Given problem: Shift the coordinates in the rows below by adding -34 to each number. Reproduce every line in the stretch from the line containing "Return a box around each window on building." through the line containing "[137,7,166,85]", both ends included, with the wording lines left unchanged and only the coordinates adjusted.

------------

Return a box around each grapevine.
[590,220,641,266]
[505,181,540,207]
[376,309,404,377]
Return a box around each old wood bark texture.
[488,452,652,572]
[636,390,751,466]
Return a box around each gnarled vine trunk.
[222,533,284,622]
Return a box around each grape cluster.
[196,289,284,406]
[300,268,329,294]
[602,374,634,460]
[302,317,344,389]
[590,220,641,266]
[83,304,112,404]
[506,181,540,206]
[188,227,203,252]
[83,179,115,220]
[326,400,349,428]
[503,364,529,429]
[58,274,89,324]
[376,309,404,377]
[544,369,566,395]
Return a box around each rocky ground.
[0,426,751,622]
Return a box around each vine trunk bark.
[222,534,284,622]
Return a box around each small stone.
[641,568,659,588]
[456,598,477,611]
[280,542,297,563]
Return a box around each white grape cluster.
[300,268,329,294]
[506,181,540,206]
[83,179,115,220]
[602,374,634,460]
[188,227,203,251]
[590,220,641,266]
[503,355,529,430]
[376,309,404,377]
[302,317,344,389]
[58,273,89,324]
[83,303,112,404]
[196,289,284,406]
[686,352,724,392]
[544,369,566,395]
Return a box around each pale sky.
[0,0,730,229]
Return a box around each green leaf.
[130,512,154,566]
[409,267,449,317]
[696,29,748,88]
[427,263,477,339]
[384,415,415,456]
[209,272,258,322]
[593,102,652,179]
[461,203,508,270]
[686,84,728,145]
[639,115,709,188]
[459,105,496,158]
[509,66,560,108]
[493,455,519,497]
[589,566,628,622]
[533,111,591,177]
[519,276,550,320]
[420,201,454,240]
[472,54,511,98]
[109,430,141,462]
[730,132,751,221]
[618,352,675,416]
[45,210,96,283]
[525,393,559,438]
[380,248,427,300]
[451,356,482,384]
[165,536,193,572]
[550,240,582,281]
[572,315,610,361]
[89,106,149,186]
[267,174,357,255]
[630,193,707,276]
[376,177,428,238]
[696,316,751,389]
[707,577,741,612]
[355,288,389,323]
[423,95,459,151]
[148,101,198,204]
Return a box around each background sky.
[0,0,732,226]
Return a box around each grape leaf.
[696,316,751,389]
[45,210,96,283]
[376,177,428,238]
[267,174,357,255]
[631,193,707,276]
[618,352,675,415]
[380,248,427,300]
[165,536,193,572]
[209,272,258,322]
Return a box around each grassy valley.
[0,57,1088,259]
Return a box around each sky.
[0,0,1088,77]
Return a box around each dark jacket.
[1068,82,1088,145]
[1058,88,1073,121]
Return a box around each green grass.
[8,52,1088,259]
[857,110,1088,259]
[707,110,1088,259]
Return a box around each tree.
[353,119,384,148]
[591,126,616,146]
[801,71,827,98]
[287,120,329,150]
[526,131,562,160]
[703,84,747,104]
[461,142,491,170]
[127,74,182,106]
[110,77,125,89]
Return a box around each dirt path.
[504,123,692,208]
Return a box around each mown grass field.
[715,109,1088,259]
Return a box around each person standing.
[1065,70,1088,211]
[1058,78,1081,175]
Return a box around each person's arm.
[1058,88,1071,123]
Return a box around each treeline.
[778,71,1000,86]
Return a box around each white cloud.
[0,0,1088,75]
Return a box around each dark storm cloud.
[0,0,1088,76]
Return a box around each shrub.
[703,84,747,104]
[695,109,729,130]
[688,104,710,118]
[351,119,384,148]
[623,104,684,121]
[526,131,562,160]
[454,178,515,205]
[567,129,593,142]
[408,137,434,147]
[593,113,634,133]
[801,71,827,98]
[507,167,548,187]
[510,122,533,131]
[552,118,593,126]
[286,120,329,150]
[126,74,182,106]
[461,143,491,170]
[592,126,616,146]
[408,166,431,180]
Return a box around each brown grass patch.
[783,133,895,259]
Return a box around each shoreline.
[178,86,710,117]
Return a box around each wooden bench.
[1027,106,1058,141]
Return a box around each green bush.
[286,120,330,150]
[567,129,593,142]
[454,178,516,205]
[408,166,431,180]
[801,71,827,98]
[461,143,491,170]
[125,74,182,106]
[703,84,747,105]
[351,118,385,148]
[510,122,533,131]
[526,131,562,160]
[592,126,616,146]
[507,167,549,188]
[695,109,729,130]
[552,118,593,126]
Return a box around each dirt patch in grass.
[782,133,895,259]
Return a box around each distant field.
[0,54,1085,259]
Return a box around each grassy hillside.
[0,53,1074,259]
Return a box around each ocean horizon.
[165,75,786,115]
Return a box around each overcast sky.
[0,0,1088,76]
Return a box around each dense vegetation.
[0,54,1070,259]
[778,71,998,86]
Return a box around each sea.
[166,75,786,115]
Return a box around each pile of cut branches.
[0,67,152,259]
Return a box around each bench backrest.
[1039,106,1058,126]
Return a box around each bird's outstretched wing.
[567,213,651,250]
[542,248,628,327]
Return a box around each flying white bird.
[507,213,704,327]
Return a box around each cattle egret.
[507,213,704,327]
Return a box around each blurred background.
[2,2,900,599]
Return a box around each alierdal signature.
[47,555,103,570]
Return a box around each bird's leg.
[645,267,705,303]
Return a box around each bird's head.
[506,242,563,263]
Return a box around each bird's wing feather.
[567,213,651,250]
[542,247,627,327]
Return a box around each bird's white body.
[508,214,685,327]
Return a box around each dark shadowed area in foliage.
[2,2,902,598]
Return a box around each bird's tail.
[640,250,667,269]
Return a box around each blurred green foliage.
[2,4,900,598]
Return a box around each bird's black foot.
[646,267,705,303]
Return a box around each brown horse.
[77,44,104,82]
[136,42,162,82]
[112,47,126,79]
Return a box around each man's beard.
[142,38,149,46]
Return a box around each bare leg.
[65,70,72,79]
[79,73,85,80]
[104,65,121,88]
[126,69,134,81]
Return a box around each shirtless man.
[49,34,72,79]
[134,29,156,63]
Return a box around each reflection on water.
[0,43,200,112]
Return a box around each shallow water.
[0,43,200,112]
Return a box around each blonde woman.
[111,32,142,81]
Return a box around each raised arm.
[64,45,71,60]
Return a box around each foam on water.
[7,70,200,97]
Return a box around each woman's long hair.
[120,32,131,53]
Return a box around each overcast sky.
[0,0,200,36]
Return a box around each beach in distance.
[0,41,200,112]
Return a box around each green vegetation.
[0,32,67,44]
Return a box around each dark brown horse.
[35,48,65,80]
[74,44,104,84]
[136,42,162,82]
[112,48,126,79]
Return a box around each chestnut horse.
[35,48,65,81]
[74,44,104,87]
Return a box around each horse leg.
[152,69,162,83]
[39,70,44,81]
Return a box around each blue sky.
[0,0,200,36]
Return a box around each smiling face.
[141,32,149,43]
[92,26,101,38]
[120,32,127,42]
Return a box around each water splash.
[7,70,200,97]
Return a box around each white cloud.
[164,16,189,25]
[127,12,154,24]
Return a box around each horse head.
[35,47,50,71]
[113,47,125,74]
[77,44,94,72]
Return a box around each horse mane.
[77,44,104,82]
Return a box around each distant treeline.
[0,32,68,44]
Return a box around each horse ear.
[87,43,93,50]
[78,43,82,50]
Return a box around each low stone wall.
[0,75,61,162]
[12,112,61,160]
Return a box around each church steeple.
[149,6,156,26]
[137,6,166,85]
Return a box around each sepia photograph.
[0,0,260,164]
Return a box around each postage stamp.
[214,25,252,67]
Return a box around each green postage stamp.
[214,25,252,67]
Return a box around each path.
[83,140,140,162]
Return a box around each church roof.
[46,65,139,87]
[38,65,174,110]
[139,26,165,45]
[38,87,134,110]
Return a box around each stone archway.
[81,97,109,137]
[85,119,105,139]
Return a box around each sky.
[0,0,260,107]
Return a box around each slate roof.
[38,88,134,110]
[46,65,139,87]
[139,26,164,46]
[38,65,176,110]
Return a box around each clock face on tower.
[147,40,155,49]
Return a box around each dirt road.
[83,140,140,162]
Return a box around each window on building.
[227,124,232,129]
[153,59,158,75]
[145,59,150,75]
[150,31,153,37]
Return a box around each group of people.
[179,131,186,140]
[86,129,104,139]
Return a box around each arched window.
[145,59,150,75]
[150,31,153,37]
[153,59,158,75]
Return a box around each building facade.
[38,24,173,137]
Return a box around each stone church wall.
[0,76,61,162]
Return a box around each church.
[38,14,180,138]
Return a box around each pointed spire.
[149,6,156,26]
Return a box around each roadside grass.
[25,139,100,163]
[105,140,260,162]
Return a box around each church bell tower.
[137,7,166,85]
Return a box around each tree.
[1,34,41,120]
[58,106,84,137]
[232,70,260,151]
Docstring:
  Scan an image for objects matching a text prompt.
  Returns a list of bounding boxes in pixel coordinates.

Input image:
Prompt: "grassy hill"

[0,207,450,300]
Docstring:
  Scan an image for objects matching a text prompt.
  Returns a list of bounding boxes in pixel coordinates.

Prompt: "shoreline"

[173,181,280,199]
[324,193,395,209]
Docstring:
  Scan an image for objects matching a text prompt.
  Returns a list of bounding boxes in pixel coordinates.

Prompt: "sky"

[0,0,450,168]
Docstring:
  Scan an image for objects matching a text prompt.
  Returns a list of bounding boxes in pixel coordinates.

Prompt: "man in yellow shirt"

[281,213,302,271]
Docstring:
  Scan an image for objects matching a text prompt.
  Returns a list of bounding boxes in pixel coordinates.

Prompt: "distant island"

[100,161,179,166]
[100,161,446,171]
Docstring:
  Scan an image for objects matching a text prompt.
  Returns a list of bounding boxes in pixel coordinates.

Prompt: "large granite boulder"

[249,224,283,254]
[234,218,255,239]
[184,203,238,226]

------------

Task response:
Return a box around each window on building.
[193,90,198,95]
[119,25,124,41]
[111,25,116,41]
[116,-3,119,3]
Return a box around each group of people.
[145,97,152,106]
[52,95,70,105]
Return a box around each arched window.
[111,25,116,41]
[116,-3,119,3]
[119,25,124,41]
Return a box around each building facade.
[4,-10,139,103]
Return a box around each stone church wall.
[-34,42,27,128]
Return a box around each church.
[4,-20,146,104]
Return a box around each pointed spire.
[115,-28,122,-8]
Return a box around each roadside grass.
[-9,105,66,129]
[71,106,226,128]
Return a box around each church bell tower.
[103,-27,132,51]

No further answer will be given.